__WHAT TO DO__
Without altering anything, repeat each of the records.

__DATASET EXCERPTS__
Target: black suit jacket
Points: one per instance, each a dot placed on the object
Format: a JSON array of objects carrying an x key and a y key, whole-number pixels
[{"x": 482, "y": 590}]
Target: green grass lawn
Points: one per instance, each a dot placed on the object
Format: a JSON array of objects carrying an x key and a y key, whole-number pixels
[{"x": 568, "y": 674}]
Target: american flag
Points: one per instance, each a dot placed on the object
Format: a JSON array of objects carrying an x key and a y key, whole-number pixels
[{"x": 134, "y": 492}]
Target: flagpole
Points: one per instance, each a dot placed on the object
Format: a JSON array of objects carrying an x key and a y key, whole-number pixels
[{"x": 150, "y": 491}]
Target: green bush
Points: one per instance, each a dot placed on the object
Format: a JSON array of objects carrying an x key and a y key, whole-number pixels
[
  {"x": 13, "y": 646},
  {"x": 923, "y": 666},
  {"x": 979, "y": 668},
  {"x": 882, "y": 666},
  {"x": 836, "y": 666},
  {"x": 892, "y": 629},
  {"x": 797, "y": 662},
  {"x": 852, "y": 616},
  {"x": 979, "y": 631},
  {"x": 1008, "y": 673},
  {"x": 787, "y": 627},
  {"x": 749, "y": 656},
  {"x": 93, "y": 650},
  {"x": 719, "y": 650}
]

__CORRECT RESULT__
Target: black suit jacket
Points: one per instance, each a dot placed on the object
Format: a JSON array of objects carrying an x key and a y key, whole-number pixels
[{"x": 482, "y": 590}]
Target: green grass lawn
Points: one per instance, each a dot placed on the object
Format: a JSON array of objects carrying an x key and a y key, whole-number pixels
[{"x": 568, "y": 674}]
Target: american flag
Points: one per instance, each a dot placed on the object
Format: a JSON array of objects carrying an x key and a y key, whole-number pixels
[{"x": 134, "y": 492}]
Target: flagpole
Points: one per instance, each a dot placed on the object
Format: a JSON array of objects carrying an x key and a y key, whole-number pixels
[{"x": 150, "y": 491}]
Target: green bush
Points: one per instance, each a dot placed on the object
Format: a JSON array of objects carrying an x key and a y key, whole-number pixels
[
  {"x": 13, "y": 646},
  {"x": 923, "y": 666},
  {"x": 979, "y": 668},
  {"x": 882, "y": 666},
  {"x": 836, "y": 666},
  {"x": 892, "y": 629},
  {"x": 797, "y": 662},
  {"x": 852, "y": 616},
  {"x": 979, "y": 631},
  {"x": 1008, "y": 673},
  {"x": 787, "y": 627},
  {"x": 749, "y": 656},
  {"x": 93, "y": 650},
  {"x": 719, "y": 650}
]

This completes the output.